→ **INSTRUCTION**: Rewrite every line of the records from their start through the line containing "[0, 520, 713, 590]", both ends included, and increase each bounding-box coordinate in the answers by 99. Leave all other numbers as they are.

→ **EXERCISE DATA**:
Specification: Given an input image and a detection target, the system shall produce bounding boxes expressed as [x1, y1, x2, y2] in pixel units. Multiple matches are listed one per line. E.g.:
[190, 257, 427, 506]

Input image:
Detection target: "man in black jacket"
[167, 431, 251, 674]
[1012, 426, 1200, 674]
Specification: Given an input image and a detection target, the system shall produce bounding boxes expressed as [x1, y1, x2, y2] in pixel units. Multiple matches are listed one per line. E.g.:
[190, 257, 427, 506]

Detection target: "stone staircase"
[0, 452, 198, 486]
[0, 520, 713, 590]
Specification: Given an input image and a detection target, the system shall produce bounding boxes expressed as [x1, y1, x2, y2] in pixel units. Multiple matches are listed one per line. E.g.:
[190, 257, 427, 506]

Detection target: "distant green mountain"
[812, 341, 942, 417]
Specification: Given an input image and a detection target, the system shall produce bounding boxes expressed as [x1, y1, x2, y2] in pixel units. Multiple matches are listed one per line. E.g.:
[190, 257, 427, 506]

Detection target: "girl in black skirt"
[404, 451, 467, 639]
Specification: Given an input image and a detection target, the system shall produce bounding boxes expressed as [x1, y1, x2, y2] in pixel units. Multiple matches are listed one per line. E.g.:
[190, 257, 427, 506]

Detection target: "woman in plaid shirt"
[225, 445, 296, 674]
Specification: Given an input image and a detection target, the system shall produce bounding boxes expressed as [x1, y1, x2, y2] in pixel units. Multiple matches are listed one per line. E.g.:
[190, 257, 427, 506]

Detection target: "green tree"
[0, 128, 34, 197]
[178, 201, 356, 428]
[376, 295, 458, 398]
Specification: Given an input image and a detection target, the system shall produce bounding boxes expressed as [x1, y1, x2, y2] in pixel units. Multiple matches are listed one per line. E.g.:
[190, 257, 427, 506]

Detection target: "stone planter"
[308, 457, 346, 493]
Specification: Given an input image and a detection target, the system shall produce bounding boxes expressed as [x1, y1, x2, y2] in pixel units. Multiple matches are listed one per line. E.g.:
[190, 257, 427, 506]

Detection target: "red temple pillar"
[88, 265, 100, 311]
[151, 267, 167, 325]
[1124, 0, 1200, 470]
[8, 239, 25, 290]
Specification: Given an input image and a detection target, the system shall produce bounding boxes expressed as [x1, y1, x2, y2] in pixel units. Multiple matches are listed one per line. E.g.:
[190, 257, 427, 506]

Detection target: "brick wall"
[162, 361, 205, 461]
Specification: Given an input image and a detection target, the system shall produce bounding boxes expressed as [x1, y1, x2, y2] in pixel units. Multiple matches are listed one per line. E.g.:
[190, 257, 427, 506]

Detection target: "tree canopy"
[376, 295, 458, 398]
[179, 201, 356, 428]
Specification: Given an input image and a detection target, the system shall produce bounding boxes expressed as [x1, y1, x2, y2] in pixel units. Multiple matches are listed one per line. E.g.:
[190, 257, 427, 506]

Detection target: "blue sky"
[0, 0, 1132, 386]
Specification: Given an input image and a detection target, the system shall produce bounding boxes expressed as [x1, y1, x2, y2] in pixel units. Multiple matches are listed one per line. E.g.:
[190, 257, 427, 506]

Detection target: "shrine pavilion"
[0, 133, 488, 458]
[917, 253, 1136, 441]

→ **RESPONSE**:
Specification: Given an input image and a detection target, the system shall produce bounding boxes expressed as [x1, y1, x2, y2] in pixel units. Multiple matches are listed one per line. E.g.:
[190, 257, 427, 506]

Input image:
Detection target: "man in black jacket"
[266, 530, 350, 773]
[1111, 525, 1299, 773]
Specification: Given an input image and a detection target, the system shall produce bounding boxes expressed as [x1, y1, x2, y2] in pixel units. Multiple matches are listed one per line. E.g.:
[190, 257, 427, 506]

Detection target: "stone staircase"
[99, 551, 297, 585]
[99, 619, 812, 689]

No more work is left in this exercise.